→ SET EXERCISE
Reproduce each of the records below word for word, leaving out the pictures.

→ Region annotation records
· · · · ·

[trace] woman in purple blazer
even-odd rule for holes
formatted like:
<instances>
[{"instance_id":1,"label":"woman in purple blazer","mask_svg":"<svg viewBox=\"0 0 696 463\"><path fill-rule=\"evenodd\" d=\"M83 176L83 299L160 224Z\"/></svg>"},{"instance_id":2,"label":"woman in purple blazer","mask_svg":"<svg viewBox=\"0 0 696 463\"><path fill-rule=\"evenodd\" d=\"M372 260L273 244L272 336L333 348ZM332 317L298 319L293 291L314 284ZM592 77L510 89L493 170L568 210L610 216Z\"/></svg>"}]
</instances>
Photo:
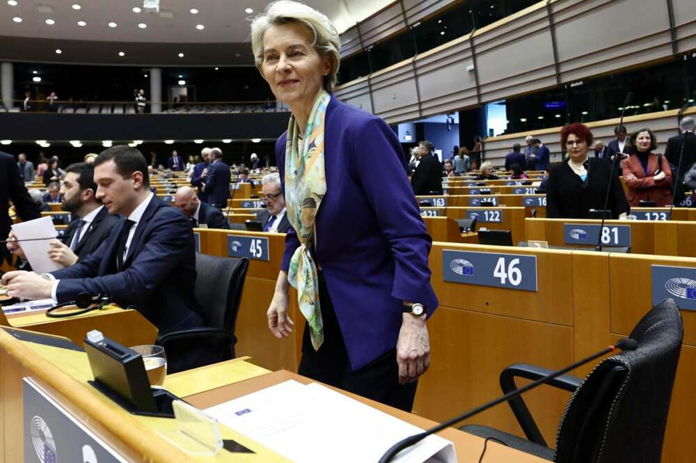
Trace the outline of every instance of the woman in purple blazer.
<instances>
[{"instance_id":1,"label":"woman in purple blazer","mask_svg":"<svg viewBox=\"0 0 696 463\"><path fill-rule=\"evenodd\" d=\"M292 113L276 143L292 228L269 328L292 331L292 285L307 319L299 372L410 410L438 301L401 146L381 119L331 94L340 39L323 14L274 3L251 36L259 70Z\"/></svg>"}]
</instances>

· · · · ·

→ THE SOLUTION
[trace] woman in purple blazer
even-odd rule for holes
formatted like:
<instances>
[{"instance_id":1,"label":"woman in purple blazer","mask_svg":"<svg viewBox=\"0 0 696 463\"><path fill-rule=\"evenodd\" d=\"M83 176L83 299L160 224Z\"/></svg>"},{"instance_id":2,"label":"woman in purple blazer","mask_svg":"<svg viewBox=\"0 0 696 463\"><path fill-rule=\"evenodd\" d=\"M372 260L273 244L272 336L333 348ZM332 317L298 319L293 291L314 284ZM592 77L510 89L493 170L568 210L610 216Z\"/></svg>"}]
</instances>
Photo:
Trace the outline of every instance of the woman in purple blazer.
<instances>
[{"instance_id":1,"label":"woman in purple blazer","mask_svg":"<svg viewBox=\"0 0 696 463\"><path fill-rule=\"evenodd\" d=\"M292 113L276 143L292 228L269 328L292 331L292 285L307 319L299 372L410 410L438 301L401 146L381 119L331 94L340 39L323 14L274 3L251 36L259 70Z\"/></svg>"}]
</instances>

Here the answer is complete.